- TASKS AND EXERCISES -
1. What age does the writer of the essay give for themselves now?
2. Return each line of the records that contains the word "light", treating uppercase and lowercase as different.
---------- READING TEXT ----------
Even after I gave up on that particular dream—which I did almost immediately upon graduating from college, without attending even a single audition, because I was delusional but not that delusional—I still felt I was on an unimpeachably upward trajectory. It helped that I zagged onto an entirely unexpected path and discovered my latent talents for business writing and office politicking. For several years I made hay on that, until suddenly I couldn’t any longer.

I didn’t wake up one day thinking Christ, I’m a John Updike protagonist; I didn’t stomp out of the office and purchase a red sports car. It was more of a creeping sensation that I had bloomed in the wrong garden and once I had seen it, I couldn’t unsee it. I couldn’t muster the energy I needed to keep being good at something I was no longer interested in being good at and so I decided it was time to try for something preposterous again: I’d finally write that novel I had been dreaming about for years!

Alas, it stopped feeling preposterous only long enough for me to convince myself that I had unlocked the life I actually wanted to be living all along. Which means that as I confront the realities of a publishing industry that is mostly interested in sexy dragons and books by social media influencers, I find myself as empty-handed as I was when I was twenty-two and cladding myself in the hair shirt of having put away a childish thing.

The problem is that at thirty-six, the world is less of my oyster than it was fourteen years ago. Because I’m older, and because the robots are taking over, and because you can only withstand so many gut-wrenching misses before swinging no longer seems worth it. And while this would be a great lead-in to an exhortation to try one last time, I think the things I’m coming to realize about growing up—about having grown up—are that:

  1. You are probably never going to be as good as you want to be at the thing you most desperately want to be really good at
  2. Even if you were, you’d still be low-grade miserable a shocking percentage of the time

So what does one do with this information? Am I doomed to get really into appreciating sunsets, or worse, take up a lesser hobby and talk loudly to everyone I meet about how “it’s really fun to be bad at something?” Because it’s not. It’s really fun to be admired for your skills and accomplishments and the unique ways in which you exceed other people. Spending hundreds of dollars to make misshapen pottery is simply a distraction from everything you’d rather be doing, and more adeptly.

But I can’t bring myself to give up the things I want to be good at. I want to be good at them because I love them, and because on the occasions when I fumble into a half-second of greatness I can taste it for months afterward. I would rather stumble ungainly through a dance class, conscious of everyone in the room wondering if I really think I belong there, than spend the rest of my life forming a kyphotic hump watching videos of other people dancing on my phone. Because that’s the alternative, isn’t it? Do something or do nothing? And better “something” be writing my fourth poorly conceived manuscript than, idk, try to stage a coup in Lithuania, right?

*I just looked at the Wikipedia summary of Rabbit, Run (sue me; I’m not putting myself through reading Updike again in this lifetime) and Rabbit is TWENTY-SIX? Jesus. At least at twenty-six, I was still double-fisting Negronis at corporate conference afterparties and holding court to a larger-than-appropriate audience about who my favorite and least favorite colleagues were.
---------- AVAILABLE RECORDS ----------
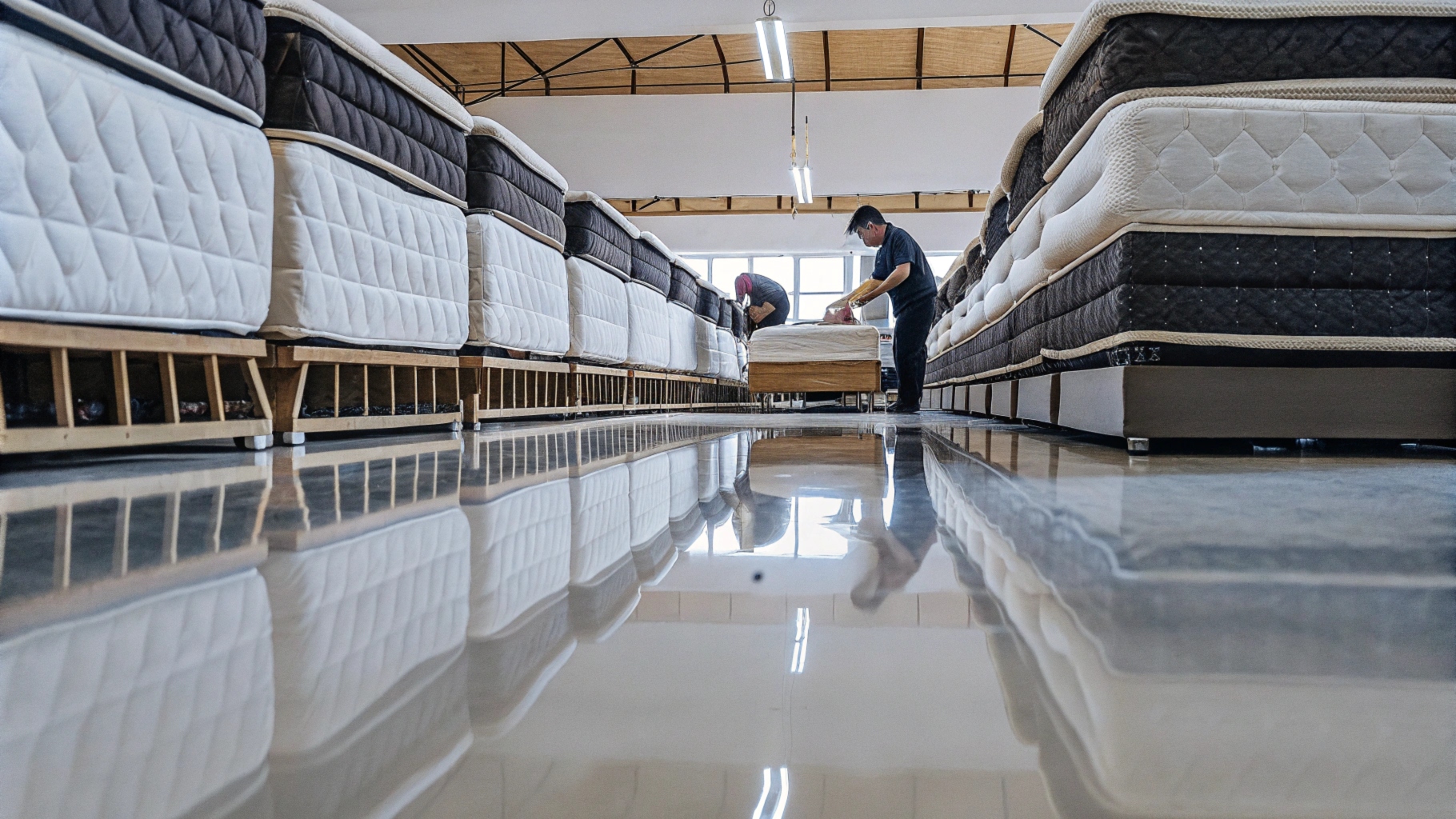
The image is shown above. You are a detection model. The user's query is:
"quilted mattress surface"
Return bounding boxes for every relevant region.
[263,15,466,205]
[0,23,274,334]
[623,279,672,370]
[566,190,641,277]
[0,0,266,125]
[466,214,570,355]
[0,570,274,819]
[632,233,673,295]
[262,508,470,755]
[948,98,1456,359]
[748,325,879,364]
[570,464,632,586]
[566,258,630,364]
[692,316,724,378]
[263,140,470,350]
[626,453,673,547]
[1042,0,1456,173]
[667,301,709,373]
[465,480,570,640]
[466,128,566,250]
----------
---------- AVAILABLE RECORDS ----------
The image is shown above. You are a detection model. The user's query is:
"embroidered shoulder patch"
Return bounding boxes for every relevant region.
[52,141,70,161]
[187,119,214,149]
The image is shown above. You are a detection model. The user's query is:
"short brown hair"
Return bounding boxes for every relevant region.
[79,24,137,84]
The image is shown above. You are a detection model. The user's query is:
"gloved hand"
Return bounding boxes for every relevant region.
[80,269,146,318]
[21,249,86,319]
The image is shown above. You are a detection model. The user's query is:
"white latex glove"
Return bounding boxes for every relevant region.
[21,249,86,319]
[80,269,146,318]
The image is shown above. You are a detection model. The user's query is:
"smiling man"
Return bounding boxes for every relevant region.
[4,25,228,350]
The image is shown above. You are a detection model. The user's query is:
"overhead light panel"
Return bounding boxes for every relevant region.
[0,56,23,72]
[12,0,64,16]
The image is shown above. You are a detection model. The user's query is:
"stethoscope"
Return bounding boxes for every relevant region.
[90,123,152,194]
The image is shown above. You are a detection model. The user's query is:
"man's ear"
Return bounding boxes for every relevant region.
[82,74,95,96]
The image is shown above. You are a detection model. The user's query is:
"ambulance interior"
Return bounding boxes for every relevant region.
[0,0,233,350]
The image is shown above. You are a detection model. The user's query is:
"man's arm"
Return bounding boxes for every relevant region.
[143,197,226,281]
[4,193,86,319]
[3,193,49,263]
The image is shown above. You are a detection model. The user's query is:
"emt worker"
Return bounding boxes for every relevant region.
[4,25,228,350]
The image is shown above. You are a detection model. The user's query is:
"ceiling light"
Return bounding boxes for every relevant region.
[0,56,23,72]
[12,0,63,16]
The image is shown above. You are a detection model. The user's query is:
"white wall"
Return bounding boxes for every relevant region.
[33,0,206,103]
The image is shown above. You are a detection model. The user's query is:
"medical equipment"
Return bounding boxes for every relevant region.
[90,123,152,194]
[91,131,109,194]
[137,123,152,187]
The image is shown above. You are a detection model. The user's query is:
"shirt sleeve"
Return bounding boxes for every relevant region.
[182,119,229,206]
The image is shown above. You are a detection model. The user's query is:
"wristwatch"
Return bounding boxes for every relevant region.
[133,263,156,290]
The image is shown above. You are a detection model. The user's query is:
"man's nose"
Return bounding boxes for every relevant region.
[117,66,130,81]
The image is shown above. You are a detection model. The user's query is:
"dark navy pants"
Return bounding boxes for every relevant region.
----------
---------- AVAILABLE RECORDS ----------
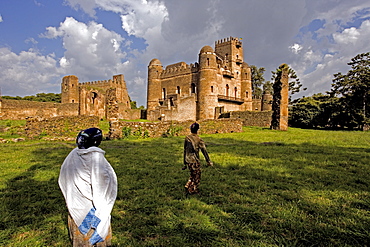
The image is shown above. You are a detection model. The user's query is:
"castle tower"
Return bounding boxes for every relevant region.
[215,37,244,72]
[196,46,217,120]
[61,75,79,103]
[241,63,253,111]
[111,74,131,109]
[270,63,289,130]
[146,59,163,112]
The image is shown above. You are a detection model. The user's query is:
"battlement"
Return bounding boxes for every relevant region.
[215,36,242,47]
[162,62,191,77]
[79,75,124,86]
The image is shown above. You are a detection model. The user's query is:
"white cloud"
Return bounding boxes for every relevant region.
----------
- COMPLETE ANSWERS -
1. Thirty-six.

2.
"overhead light panel"
"ceiling light"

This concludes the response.